ASSIGNMENT:
Scan the data for lines with "abandoned" and report the count by itself.

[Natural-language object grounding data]
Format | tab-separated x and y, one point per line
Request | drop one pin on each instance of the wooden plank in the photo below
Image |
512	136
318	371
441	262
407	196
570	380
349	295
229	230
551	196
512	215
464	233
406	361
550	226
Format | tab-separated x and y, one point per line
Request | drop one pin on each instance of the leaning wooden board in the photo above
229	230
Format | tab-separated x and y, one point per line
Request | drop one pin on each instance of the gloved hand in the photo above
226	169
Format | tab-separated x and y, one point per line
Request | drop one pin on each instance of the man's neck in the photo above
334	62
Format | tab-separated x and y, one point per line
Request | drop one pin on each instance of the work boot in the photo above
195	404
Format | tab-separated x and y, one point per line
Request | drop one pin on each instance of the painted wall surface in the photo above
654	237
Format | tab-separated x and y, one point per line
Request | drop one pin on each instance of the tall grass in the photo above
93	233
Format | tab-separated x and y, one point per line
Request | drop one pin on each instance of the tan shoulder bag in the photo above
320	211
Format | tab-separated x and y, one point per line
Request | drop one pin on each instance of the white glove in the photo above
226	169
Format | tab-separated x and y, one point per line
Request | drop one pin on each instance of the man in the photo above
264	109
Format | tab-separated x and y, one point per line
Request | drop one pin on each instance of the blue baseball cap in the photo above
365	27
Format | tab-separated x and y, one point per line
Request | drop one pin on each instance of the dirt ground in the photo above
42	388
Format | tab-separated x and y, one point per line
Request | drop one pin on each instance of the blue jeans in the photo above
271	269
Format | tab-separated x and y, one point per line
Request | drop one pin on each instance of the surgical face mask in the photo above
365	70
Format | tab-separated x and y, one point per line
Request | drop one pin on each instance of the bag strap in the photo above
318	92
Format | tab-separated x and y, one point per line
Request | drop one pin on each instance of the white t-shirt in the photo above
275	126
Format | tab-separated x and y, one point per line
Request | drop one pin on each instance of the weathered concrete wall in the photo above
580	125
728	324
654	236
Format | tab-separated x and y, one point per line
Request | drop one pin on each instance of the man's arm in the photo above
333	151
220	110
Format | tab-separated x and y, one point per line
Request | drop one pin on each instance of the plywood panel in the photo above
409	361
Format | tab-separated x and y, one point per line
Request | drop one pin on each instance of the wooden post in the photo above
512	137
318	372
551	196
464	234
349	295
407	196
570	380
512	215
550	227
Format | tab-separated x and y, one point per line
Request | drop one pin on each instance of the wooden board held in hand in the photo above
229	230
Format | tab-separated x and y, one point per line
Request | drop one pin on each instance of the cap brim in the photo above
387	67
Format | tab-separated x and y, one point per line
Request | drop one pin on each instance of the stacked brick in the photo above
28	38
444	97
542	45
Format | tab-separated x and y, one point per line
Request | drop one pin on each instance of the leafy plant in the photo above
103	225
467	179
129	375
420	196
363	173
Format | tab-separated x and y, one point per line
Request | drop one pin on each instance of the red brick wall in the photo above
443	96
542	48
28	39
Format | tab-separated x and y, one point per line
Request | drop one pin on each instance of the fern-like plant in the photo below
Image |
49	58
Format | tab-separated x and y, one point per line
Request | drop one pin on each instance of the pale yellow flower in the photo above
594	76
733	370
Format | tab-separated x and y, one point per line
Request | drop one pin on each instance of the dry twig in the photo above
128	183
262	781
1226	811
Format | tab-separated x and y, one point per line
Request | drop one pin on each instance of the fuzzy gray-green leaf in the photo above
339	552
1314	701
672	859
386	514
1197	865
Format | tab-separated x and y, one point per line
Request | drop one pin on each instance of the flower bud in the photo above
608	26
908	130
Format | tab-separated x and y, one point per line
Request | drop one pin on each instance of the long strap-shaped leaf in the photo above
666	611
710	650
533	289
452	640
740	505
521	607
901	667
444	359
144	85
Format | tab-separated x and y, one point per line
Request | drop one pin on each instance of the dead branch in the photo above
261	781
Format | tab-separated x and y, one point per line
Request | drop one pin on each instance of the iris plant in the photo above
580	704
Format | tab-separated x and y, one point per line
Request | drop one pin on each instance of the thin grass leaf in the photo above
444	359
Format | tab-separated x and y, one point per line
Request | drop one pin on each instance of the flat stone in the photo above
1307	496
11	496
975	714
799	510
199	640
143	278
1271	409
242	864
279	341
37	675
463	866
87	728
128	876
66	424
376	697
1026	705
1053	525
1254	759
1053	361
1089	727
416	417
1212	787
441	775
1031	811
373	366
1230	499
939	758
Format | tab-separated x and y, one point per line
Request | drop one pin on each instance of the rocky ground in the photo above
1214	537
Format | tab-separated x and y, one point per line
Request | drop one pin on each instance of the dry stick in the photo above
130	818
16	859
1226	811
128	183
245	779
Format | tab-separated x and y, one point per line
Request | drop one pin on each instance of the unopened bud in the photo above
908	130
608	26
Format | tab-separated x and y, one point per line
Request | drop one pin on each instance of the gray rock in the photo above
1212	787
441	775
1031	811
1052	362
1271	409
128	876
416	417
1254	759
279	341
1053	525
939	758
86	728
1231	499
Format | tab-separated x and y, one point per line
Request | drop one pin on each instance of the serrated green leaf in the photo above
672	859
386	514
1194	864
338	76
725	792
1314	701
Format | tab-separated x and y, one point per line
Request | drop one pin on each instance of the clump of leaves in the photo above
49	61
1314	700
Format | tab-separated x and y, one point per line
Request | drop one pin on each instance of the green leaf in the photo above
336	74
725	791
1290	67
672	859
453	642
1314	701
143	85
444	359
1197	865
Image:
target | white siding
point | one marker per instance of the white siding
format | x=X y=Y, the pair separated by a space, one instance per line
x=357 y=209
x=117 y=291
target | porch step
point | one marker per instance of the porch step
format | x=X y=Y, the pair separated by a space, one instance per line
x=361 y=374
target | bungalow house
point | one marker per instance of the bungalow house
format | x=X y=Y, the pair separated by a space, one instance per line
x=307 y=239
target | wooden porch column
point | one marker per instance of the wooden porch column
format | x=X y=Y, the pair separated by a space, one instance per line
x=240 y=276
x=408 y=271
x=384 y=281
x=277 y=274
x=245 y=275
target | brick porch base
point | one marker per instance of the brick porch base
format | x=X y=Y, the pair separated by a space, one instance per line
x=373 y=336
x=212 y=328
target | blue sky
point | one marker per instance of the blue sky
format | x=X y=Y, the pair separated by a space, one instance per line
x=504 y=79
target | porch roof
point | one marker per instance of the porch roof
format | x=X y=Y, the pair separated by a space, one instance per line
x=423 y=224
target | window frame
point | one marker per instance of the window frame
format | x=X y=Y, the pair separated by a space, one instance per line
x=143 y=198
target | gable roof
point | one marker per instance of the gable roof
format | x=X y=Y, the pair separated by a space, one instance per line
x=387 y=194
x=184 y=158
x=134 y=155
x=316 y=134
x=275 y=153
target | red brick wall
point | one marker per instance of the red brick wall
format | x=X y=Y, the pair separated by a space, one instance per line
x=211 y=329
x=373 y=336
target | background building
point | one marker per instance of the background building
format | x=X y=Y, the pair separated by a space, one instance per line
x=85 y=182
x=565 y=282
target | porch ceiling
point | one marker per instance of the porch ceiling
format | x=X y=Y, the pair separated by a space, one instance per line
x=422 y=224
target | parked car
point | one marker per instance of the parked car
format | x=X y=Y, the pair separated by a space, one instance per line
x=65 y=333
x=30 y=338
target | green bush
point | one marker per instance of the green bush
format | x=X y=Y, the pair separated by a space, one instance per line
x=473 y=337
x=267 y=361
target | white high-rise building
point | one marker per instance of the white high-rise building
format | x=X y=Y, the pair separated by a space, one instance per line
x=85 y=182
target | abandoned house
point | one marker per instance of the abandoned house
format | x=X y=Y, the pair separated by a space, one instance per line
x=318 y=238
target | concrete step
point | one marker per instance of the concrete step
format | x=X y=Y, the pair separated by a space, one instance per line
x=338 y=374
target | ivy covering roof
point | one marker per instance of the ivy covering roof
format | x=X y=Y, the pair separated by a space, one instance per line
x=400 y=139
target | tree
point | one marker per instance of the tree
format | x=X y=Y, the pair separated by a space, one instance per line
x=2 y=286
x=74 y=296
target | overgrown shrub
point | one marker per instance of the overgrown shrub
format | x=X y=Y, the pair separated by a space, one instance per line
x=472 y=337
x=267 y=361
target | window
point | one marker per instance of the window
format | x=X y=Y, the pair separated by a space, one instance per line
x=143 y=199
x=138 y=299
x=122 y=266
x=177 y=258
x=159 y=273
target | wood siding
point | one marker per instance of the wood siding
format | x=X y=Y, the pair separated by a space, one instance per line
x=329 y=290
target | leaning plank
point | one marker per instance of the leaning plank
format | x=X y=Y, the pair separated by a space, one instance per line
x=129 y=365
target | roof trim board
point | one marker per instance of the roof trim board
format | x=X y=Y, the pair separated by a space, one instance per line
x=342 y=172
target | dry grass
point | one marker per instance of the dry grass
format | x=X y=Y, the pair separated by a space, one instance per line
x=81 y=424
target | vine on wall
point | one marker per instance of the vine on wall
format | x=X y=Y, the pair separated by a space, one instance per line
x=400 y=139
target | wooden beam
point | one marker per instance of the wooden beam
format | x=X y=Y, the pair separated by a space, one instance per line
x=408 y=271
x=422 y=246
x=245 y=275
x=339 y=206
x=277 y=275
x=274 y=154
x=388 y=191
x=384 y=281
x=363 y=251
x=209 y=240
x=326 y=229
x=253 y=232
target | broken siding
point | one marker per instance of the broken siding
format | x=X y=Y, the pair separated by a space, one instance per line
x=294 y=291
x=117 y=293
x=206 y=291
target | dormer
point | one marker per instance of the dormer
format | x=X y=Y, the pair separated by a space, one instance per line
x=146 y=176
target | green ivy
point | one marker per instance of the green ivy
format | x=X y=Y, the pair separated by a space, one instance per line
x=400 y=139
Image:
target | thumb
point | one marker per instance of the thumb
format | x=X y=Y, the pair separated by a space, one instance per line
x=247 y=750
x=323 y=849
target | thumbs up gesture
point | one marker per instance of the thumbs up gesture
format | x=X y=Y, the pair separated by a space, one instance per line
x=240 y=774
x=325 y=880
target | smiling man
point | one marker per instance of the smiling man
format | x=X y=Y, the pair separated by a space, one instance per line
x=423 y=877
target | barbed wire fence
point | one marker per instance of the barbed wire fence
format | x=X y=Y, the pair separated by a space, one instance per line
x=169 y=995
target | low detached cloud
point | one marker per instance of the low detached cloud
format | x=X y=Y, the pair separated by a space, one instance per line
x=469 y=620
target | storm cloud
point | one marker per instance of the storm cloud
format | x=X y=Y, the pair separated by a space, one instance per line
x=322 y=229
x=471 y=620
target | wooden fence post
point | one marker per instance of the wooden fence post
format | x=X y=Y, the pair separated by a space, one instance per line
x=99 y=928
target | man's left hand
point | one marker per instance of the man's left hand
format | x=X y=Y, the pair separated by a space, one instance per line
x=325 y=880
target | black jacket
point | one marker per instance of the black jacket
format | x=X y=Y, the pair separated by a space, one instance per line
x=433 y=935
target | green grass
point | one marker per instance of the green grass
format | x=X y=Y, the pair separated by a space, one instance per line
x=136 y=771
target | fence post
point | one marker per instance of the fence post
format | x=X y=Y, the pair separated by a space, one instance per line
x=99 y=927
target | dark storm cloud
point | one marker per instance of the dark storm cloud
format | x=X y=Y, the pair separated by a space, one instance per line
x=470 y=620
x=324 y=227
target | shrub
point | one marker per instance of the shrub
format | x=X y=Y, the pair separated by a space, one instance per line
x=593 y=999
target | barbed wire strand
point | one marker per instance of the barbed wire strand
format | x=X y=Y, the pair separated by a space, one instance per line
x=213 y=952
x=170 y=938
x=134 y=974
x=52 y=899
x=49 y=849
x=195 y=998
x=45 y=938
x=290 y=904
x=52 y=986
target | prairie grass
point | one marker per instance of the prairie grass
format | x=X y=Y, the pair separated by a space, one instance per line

RESPONSE AREA:
2